[Dataset entries]
....
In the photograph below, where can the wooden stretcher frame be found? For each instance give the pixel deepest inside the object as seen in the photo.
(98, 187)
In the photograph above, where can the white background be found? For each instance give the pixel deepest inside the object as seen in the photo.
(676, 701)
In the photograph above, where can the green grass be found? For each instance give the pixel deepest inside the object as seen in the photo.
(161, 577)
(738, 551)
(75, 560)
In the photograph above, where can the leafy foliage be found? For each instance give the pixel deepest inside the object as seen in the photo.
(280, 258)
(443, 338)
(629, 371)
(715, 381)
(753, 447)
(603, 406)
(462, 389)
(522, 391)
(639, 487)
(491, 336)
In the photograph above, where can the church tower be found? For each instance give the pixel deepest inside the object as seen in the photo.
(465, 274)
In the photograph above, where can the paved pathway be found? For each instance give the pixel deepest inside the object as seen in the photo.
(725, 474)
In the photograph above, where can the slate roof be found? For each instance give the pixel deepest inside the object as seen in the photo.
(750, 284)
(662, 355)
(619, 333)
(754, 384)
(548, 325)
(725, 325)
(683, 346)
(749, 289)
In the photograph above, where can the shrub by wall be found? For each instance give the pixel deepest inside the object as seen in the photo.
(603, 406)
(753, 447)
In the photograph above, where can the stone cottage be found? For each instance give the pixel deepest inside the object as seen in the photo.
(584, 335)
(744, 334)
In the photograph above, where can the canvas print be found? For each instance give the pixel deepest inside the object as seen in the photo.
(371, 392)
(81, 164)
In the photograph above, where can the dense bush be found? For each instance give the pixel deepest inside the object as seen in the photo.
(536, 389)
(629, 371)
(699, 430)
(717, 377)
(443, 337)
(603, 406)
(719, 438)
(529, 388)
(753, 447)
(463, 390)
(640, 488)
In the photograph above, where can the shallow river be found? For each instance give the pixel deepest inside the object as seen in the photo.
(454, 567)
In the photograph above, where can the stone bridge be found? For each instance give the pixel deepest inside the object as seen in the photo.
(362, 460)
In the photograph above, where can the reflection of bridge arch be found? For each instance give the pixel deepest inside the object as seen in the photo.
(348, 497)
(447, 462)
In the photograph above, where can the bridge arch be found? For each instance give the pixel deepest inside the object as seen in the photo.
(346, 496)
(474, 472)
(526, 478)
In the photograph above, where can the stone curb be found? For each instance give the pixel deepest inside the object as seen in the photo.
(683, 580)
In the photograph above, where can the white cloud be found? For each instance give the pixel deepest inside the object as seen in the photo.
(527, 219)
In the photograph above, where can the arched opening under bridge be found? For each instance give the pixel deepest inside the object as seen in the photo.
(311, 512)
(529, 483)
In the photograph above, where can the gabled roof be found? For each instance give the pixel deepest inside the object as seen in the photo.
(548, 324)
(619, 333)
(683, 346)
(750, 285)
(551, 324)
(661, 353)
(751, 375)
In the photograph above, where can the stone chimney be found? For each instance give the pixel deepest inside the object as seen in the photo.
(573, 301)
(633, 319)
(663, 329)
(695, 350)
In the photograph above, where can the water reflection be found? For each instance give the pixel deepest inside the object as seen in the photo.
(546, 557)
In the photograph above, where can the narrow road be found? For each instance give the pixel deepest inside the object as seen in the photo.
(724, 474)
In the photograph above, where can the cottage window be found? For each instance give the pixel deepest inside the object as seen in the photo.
....
◆ **Goal**
Give as a numbered list the lines from the one containing "In the photograph above, where can the narrow" through the end of the entries, omitting any blank lines.

◆ **Task result**
1. In the photograph above, where can the narrow road be found? For each instance give the pixel deepest inside the object as seen in the photo.
2. (724, 474)
3. In the photograph above, where can the cottage window be found? For each instance give the pixel deepest inside the object as seen in the photo.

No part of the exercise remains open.